[Opening Source data section]

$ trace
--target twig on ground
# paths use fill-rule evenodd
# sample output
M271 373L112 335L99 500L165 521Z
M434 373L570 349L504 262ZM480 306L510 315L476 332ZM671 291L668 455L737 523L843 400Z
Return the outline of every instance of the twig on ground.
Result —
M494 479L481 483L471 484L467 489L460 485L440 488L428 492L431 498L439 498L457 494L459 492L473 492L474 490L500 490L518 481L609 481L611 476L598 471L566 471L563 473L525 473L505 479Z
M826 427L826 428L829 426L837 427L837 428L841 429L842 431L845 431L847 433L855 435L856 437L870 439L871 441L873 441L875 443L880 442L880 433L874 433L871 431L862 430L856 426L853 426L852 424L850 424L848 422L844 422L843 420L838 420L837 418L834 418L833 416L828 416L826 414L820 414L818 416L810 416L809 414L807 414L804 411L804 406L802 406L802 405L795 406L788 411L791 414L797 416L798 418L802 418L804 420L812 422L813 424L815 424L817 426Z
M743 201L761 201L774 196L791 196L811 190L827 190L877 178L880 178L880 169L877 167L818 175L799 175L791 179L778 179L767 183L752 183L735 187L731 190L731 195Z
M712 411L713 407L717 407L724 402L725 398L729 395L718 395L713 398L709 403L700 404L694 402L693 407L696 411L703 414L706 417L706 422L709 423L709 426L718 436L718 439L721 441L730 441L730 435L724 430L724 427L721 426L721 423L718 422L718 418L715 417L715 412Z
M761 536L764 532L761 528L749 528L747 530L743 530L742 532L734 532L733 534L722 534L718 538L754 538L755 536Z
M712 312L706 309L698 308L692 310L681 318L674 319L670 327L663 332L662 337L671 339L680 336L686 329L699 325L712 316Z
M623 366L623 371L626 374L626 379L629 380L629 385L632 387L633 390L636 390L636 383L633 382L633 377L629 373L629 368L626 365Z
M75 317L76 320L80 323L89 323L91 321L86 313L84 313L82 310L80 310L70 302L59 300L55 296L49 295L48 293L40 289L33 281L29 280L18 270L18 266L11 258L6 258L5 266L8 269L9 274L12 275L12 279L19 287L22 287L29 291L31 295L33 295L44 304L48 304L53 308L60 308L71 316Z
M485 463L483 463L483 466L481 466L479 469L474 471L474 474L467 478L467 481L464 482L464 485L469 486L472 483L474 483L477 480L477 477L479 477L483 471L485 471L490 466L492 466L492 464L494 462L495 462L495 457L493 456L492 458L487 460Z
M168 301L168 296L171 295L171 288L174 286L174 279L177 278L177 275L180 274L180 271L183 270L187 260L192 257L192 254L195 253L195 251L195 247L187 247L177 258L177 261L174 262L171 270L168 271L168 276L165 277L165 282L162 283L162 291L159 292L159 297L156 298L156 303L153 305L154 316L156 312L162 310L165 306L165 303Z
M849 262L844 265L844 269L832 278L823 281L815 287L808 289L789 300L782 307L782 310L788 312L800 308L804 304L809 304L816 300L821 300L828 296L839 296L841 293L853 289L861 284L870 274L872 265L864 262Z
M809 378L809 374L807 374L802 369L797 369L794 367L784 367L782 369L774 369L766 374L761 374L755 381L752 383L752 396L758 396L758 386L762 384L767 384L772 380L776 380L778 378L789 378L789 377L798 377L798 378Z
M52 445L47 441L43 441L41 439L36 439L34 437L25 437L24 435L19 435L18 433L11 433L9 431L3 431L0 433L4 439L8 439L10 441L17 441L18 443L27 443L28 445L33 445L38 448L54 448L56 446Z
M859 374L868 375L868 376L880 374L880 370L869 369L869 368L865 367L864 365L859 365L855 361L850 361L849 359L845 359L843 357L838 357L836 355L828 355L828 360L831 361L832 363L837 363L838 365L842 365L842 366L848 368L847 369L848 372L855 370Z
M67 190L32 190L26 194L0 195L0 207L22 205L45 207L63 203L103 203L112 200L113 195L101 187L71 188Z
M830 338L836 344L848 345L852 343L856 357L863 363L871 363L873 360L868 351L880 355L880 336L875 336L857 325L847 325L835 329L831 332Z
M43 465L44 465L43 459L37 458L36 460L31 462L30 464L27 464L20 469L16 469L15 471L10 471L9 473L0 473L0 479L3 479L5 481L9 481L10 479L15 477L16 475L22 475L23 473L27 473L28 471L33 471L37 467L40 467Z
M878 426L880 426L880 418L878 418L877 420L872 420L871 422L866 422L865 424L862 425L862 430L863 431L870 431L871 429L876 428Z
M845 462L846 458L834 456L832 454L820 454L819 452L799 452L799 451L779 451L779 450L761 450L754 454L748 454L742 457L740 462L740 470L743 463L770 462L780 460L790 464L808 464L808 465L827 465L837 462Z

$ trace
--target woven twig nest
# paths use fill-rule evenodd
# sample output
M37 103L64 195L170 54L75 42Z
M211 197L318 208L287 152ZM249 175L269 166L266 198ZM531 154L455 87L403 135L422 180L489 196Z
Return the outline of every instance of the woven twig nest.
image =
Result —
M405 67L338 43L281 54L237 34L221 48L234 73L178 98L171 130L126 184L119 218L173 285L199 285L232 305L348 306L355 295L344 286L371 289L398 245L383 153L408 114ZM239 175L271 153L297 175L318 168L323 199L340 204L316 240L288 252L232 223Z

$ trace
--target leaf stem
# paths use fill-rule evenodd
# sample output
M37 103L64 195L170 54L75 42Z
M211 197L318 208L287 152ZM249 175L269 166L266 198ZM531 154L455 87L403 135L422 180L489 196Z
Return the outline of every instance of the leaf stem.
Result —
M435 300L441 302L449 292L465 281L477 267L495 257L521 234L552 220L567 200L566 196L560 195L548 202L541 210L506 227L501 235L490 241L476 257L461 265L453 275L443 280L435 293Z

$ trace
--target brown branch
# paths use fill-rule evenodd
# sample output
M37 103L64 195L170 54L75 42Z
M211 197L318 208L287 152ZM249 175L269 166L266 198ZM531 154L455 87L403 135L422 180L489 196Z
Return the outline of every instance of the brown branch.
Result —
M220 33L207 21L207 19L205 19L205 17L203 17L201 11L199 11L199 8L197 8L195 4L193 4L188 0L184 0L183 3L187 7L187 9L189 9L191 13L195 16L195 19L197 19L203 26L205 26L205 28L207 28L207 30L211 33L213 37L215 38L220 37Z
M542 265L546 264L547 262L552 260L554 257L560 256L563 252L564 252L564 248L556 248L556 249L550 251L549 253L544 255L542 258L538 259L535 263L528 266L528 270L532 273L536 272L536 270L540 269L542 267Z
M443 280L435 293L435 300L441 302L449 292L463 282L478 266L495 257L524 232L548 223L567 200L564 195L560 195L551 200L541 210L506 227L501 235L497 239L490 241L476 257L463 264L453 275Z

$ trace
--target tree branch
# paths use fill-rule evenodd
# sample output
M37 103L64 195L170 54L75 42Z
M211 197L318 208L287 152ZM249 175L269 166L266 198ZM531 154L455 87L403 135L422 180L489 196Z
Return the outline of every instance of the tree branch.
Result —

[Closing Source data section]

Your goal:
What lines in the data above contain the word "every"? Copy them all.

Result for this task:
Return the outline of every instance of the twig on ground.
Return the outline of every instance of the woven twig nest.
Return the outline of every instance of the leaf stem.
Return the outline of every instance of the brown branch.
Return the outline of every instance of the tree branch.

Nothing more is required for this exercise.